ACTION ITEM: All entries are to be transcribed exactly. Pictures are not part of the copy.

SUPPLIED DATA:
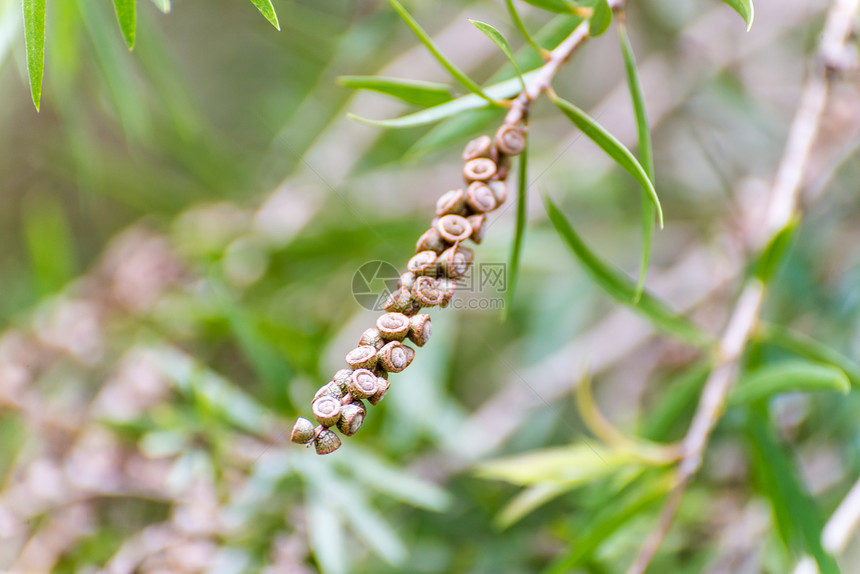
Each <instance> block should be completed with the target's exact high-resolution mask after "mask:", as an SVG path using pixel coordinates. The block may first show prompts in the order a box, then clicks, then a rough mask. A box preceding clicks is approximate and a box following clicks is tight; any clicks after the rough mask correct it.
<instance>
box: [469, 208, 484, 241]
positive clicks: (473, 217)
mask: <svg viewBox="0 0 860 574" xmlns="http://www.w3.org/2000/svg"><path fill="white" fill-rule="evenodd" d="M466 219H468V220H469V225H471V226H472V235H471V236H470V239H471V240H472V241H474V242H475V243H481V241H483V240H484V233H485V232H486V231H487V216H486V215H484V214H483V213H480V214H478V215H470V216H469V217H467V218H466Z"/></svg>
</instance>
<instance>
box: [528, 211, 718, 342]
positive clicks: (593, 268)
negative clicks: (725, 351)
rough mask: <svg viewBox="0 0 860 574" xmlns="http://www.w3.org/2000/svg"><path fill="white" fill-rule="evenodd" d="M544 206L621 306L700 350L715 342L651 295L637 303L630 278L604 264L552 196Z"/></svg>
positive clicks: (558, 226)
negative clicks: (564, 213)
mask: <svg viewBox="0 0 860 574" xmlns="http://www.w3.org/2000/svg"><path fill="white" fill-rule="evenodd" d="M544 203H545V205H546V210H547V213H548V214H549V219H550V221H551V222H552V224H553V226H554V227H555V229H556V231H557V232H558V234H559V235H560V236H561V238H562V239H563V240H564V241H565V243H567V245H568V247H570V249H571V251H573V254H574V255H575V256H576V258H577V259H578V260H579V261H580V263H582V265H583V267H584V269H585V271H586V272H588V274H589V275H590V276H591V278H592V279H593V280H594V282H595V283H597V284H598V285H599V286H600V287H602V288H603V290H604V291H606V292H607V294H609V295H610V296H611V297H613V298H614V299H615V300H617V301H619V302H620V303H623V304H625V305H629V306H630V307H631V308H632V309H633V310H634V311H638V312H639V313H640V314H642V315H643V316H644V317H645V318H646V319H648V320H649V321H651V323H653V324H654V326H655V327H656V328H658V329H660V330H662V331H664V332H666V333H668V334H670V335H673V336H675V337H678V338H680V339H681V340H683V341H686V342H688V343H690V344H692V345H697V346H703V345H706V344H708V343H710V342H711V337H710V336H709V335H708V334H707V333H705V332H703V331H702V330H701V329H700V328H699V327H697V326H696V325H695V324H694V323H692V322H691V321H690V320H689V319H686V318H685V317H682V316H680V315H678V314H676V313H675V312H674V311H672V310H671V309H669V308H668V307H667V306H666V304H665V303H663V302H662V301H660V300H659V299H657V298H656V297H654V296H653V295H651V294H650V293H649V292H648V291H644V292H643V293H642V296H641V297H640V299H639V301H638V303H637V302H635V295H636V284H635V283H634V282H633V281H632V280H631V279H630V278H629V277H628V276H627V274H626V273H624V272H623V271H621V270H620V269H618V268H617V267H615V266H614V265H612V264H611V263H608V262H605V261H603V260H602V259H601V258H600V257H599V256H598V255H597V254H596V253H594V252H593V251H591V249H589V248H588V246H587V245H586V244H585V243H584V242H583V240H582V238H581V237H580V236H579V235H578V234H577V233H576V232H575V231H574V230H573V227H571V225H570V223H569V222H568V221H567V218H565V216H564V214H563V213H562V212H561V211H560V210H559V208H558V207H557V206H556V205H555V203H553V201H552V199H550V197H549V196H546V195H545V196H544Z"/></svg>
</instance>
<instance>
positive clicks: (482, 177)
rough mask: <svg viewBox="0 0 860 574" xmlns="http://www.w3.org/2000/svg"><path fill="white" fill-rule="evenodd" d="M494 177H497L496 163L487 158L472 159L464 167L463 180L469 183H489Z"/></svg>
mask: <svg viewBox="0 0 860 574" xmlns="http://www.w3.org/2000/svg"><path fill="white" fill-rule="evenodd" d="M494 175H496V162H494V161H493V160H491V159H489V158H486V157H479V158H475V159H470V160H469V161H467V162H466V165H464V166H463V179H465V180H466V182H468V183H471V182H473V181H487V180H488V179H490V178H491V177H493V176H494Z"/></svg>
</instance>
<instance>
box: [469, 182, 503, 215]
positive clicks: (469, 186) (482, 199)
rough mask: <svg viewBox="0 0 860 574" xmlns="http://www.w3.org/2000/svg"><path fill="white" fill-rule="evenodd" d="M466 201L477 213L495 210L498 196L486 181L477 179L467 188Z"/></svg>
mask: <svg viewBox="0 0 860 574" xmlns="http://www.w3.org/2000/svg"><path fill="white" fill-rule="evenodd" d="M466 201H467V202H468V204H469V207H471V208H472V210H473V211H475V212H476V213H486V212H487V211H493V210H494V209H495V208H496V207H497V204H496V196H495V194H494V193H493V190H492V189H490V186H489V185H487V184H486V183H482V182H480V181H476V182H475V183H473V184H471V185H470V186H469V189H467V190H466Z"/></svg>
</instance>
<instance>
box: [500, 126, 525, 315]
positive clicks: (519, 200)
mask: <svg viewBox="0 0 860 574" xmlns="http://www.w3.org/2000/svg"><path fill="white" fill-rule="evenodd" d="M527 168H528V139H526V147H525V148H523V151H522V153H521V154H520V159H519V172H518V174H517V223H516V229H515V230H514V242H513V244H511V256H510V259H508V282H507V290H506V291H505V310H504V318H505V319H507V316H508V313H510V309H511V305H512V303H513V300H514V290H515V289H516V285H517V279H518V277H519V273H520V253H521V252H522V247H523V238H524V237H525V233H526V199H527V197H528V173H527V171H528V170H527Z"/></svg>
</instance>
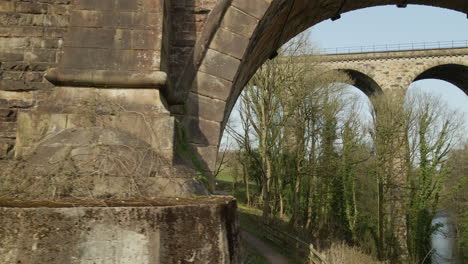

ANSWER SECTION:
Each <instance> block should be completed with the target's exact high-resolution mask after "mask:", as an SVG path using pixel coordinates. The block may first show prompts in the order a box, then clicks, then a rough mask. A box preceding clicks is approximate and a box following clicks is tight; any clicks after the rough mask correct it.
<instance>
box: [469, 208, 484, 241]
positive clicks: (473, 217)
mask: <svg viewBox="0 0 860 574" xmlns="http://www.w3.org/2000/svg"><path fill="white" fill-rule="evenodd" d="M466 219H468V220H469V225H471V226H472V235H471V236H470V239H471V240H472V241H474V242H475V243H481V241H483V240H484V233H485V232H486V231H487V216H486V215H484V214H483V213H480V214H478V215H470V216H469V217H467V218H466Z"/></svg>
</instance>
<instance>
box: [528, 211, 718, 342]
positive clicks: (593, 268)
negative clicks: (725, 351)
rough mask: <svg viewBox="0 0 860 574" xmlns="http://www.w3.org/2000/svg"><path fill="white" fill-rule="evenodd" d="M544 206L621 306L700 350L715 342L651 295L637 303L630 278L604 264L552 196Z"/></svg>
positive clicks: (558, 226)
negative clicks: (564, 213)
mask: <svg viewBox="0 0 860 574" xmlns="http://www.w3.org/2000/svg"><path fill="white" fill-rule="evenodd" d="M544 203H545V205H546V210H547V213H548V214H549V219H550V221H551V222H552V224H553V226H554V227H555V229H556V231H557V232H558V234H559V235H560V236H561V238H562V239H563V240H564V241H565V243H567V245H568V247H570V249H571V251H573V254H574V255H575V256H576V258H577V259H578V260H579V261H580V263H582V265H583V267H584V269H585V271H586V272H588V274H589V275H590V276H591V278H592V279H593V280H594V282H595V283H597V284H598V285H599V286H600V287H602V288H603V290H604V291H606V292H607V294H609V295H610V296H611V297H613V298H614V299H615V300H617V301H619V302H620V303H623V304H625V305H629V306H630V307H631V308H632V309H633V310H634V311H638V312H639V313H640V314H642V315H643V316H644V317H645V318H646V319H648V320H649V321H651V323H653V324H654V326H655V327H656V328H658V329H660V330H662V331H664V332H666V333H668V334H670V335H673V336H675V337H678V338H680V339H681V340H683V341H686V342H688V343H690V344H692V345H697V346H703V345H706V344H708V343H710V342H711V337H710V336H709V335H708V334H707V333H705V332H703V331H702V330H701V329H700V328H699V327H697V326H696V325H695V324H694V323H692V322H691V321H690V320H689V319H686V318H685V317H682V316H680V315H678V314H676V313H675V312H674V311H672V310H671V309H669V308H668V307H667V306H666V304H665V303H663V302H662V301H660V300H659V299H657V298H656V297H654V296H653V295H651V294H650V293H649V292H648V291H644V292H643V293H642V296H641V297H640V299H639V301H638V303H637V302H635V295H636V284H635V283H634V282H633V281H632V280H631V279H630V278H629V277H628V276H627V274H626V273H624V272H623V271H621V270H620V269H618V268H617V267H615V266H614V265H612V264H611V263H608V262H605V261H603V260H602V259H601V258H600V257H599V256H598V255H597V254H596V253H594V252H593V251H591V249H589V248H588V246H587V245H586V244H585V243H584V242H583V240H582V238H581V237H580V236H579V235H578V234H577V233H576V232H575V231H574V230H573V227H571V225H570V223H569V222H568V221H567V218H565V216H564V214H563V213H562V212H561V211H560V210H559V208H558V207H557V206H556V205H555V203H553V201H552V199H550V197H549V196H546V195H545V196H544Z"/></svg>
</instance>
<instance>
positive clicks: (482, 177)
rough mask: <svg viewBox="0 0 860 574" xmlns="http://www.w3.org/2000/svg"><path fill="white" fill-rule="evenodd" d="M494 177H497L496 163L487 158L472 159L464 167L463 180L469 183H489Z"/></svg>
mask: <svg viewBox="0 0 860 574" xmlns="http://www.w3.org/2000/svg"><path fill="white" fill-rule="evenodd" d="M494 175H496V162H494V161H493V160H491V159H489V158H486V157H479V158H475V159H470V160H469V161H467V162H466V165H464V166H463V179H465V180H466V182H468V183H471V182H473V181H487V180H488V179H490V178H491V177H493V176H494Z"/></svg>
</instance>
<instance>
box: [469, 182, 503, 215]
positive clicks: (469, 186) (482, 199)
rough mask: <svg viewBox="0 0 860 574" xmlns="http://www.w3.org/2000/svg"><path fill="white" fill-rule="evenodd" d="M466 201L477 213L495 210L498 196L486 181L477 179L467 188Z"/></svg>
mask: <svg viewBox="0 0 860 574" xmlns="http://www.w3.org/2000/svg"><path fill="white" fill-rule="evenodd" d="M466 201H467V202H468V204H469V207H471V208H472V210H473V211H475V212H476V213H486V212H487V211H493V210H494V209H495V208H496V207H497V204H496V196H495V194H494V193H493V190H492V189H490V186H489V185H487V184H486V183H482V182H480V181H476V182H475V183H473V184H471V185H470V186H469V189H467V190H466Z"/></svg>
</instance>
<instance>
box: [500, 126, 525, 315]
positive clicks: (519, 200)
mask: <svg viewBox="0 0 860 574" xmlns="http://www.w3.org/2000/svg"><path fill="white" fill-rule="evenodd" d="M527 168H528V139H526V147H525V148H523V151H522V153H521V154H520V159H519V172H518V174H517V223H516V229H515V230H514V242H513V244H511V256H510V259H508V282H507V290H506V291H505V310H504V318H505V319H507V316H508V313H510V309H511V305H512V303H513V300H514V290H515V289H516V285H517V279H518V277H519V273H520V253H521V252H522V247H523V238H524V237H525V233H526V199H527V197H528V173H527V171H528V170H527Z"/></svg>
</instance>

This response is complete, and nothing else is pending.